● About this task: Output exactly the first line of the listing and each line after it, through the line that contains "Provide one point per instance of the green flower"; add nothing else.

● Data:
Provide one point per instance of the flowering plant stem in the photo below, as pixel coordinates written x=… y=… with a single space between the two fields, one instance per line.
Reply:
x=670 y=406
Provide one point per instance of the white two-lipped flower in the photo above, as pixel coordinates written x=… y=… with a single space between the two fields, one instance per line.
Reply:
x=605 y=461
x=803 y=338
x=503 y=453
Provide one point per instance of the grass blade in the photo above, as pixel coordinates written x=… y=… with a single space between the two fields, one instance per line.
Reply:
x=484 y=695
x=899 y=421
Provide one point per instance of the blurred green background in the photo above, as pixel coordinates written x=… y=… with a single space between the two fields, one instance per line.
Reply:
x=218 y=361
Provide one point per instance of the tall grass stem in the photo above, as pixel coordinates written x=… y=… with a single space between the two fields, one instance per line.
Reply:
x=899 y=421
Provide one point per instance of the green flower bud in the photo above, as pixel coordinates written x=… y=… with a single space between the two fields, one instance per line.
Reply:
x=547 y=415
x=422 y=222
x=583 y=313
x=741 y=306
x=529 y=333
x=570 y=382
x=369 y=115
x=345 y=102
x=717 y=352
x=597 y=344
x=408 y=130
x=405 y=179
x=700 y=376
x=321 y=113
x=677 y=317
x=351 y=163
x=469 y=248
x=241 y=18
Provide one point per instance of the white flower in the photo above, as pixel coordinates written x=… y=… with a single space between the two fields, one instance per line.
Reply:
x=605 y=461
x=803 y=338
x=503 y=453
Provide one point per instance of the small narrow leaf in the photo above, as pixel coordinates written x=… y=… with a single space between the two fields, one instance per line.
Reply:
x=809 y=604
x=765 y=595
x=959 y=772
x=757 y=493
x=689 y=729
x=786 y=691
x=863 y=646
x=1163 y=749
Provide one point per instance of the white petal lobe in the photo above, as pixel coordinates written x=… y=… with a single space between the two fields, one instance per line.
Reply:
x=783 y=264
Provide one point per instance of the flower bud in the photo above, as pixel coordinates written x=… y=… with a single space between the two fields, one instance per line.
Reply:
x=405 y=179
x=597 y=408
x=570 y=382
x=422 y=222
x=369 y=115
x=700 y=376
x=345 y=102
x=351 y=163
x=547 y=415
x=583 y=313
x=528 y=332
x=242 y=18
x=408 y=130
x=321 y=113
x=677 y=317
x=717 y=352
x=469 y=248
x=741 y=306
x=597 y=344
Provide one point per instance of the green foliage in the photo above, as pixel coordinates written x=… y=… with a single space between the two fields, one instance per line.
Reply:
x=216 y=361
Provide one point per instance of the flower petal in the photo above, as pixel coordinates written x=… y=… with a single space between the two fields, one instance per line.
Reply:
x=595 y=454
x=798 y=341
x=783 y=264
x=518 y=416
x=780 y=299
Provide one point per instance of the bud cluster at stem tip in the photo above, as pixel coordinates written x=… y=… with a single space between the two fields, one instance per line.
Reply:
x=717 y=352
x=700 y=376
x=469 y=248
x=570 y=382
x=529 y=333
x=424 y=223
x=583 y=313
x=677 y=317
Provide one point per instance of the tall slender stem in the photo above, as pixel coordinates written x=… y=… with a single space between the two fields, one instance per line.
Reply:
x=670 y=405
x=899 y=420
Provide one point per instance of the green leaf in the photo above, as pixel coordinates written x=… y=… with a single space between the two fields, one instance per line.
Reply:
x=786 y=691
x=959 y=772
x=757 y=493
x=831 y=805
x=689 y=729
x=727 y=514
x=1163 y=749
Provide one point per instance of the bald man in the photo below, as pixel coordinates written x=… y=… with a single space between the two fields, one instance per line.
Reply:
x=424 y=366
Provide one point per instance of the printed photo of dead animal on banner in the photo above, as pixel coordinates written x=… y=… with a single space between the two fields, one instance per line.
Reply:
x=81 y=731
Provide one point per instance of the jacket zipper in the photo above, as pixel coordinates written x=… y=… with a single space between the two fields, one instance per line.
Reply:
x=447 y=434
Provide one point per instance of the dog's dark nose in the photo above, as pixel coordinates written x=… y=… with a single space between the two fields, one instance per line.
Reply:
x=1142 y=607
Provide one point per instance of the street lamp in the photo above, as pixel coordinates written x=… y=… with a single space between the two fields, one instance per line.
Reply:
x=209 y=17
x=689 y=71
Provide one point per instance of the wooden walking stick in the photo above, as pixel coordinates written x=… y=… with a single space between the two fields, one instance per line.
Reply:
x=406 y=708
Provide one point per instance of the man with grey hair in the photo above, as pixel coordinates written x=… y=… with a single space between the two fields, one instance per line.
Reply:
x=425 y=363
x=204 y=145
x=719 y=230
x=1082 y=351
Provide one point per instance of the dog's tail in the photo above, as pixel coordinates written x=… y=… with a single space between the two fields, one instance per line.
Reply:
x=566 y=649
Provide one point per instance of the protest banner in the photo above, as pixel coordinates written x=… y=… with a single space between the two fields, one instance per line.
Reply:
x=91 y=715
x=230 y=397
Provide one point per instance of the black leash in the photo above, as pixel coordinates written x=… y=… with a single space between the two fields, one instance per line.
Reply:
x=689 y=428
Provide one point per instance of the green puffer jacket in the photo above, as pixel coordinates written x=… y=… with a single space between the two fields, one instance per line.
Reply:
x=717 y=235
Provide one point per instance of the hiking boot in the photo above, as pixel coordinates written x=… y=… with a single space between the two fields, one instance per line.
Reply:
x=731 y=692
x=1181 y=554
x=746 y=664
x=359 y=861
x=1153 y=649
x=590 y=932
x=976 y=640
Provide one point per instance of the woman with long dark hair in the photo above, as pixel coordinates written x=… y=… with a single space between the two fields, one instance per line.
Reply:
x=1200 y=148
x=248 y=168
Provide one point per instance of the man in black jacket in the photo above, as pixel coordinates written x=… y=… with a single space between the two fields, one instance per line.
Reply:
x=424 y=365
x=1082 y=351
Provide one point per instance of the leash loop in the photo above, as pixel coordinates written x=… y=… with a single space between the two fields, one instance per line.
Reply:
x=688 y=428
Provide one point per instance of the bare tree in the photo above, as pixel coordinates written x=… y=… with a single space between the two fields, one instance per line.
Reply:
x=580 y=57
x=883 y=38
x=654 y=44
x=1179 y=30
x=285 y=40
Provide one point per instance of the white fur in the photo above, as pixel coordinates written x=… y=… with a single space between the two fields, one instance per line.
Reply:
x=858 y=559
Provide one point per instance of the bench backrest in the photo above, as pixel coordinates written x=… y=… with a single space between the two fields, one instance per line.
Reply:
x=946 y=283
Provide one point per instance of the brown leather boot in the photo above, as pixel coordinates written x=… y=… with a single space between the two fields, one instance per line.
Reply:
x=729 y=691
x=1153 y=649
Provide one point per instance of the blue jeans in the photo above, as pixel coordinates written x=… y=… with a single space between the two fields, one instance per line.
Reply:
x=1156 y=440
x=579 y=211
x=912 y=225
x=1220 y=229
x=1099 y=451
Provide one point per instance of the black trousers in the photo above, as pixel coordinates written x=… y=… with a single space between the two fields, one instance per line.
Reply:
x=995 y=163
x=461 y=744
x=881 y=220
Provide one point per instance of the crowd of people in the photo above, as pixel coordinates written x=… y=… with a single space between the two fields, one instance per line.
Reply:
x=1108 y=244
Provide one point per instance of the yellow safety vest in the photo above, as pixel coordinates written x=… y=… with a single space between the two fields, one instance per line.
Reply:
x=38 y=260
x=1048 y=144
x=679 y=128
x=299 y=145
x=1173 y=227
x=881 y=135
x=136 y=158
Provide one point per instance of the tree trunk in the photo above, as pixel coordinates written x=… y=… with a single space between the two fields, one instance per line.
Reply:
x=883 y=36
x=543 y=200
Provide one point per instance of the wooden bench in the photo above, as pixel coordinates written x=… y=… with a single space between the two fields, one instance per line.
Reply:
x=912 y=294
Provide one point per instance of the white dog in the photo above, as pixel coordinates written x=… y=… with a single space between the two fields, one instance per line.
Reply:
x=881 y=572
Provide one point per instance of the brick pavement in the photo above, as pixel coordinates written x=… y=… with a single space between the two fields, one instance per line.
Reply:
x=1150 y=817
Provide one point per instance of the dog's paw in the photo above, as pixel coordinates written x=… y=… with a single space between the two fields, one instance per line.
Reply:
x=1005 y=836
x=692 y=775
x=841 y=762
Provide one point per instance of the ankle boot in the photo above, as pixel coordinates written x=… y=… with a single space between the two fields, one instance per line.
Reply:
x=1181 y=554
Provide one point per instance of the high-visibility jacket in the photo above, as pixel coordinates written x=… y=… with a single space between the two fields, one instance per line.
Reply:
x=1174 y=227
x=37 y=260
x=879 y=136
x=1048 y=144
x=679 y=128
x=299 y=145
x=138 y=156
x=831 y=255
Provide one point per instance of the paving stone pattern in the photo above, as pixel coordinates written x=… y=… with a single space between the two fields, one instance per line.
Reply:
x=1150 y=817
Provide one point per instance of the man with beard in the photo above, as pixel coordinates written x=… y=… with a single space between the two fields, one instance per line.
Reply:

● Task response:
Provide one point per instance of the flowering plant stem in the photo below, as pixel coordinates written x=… y=… with a single space between the two fields, one instance per line.
Reply:
x=670 y=406
Provide one point per instance of the white two-lipped flower in the photo above, as pixel coordinates written x=… y=… with a single space between the two fields, one instance per line.
Reply:
x=605 y=461
x=803 y=338
x=503 y=453
Provide one point per instance of the grass blade in the photo above, as pixel coordinates written x=… y=… with a single space between the two fields, one instance per line.
Reply:
x=484 y=695
x=899 y=421
Provide one point per instance of the blurred green background in the photo above, as pixel coordinates written x=… y=… with a single space between the two fields, one instance per line.
Reply:
x=218 y=361
Provide one point per instance of the tall grass stem in the photo above, as pixel coordinates written x=… y=… with a single space between the two fields, one instance per line.
Reply:
x=899 y=421
Provide one point per instance of the green flower bud in the photo above, as pixel coordinates written x=… y=… with a single space between the two fields, one instance per line.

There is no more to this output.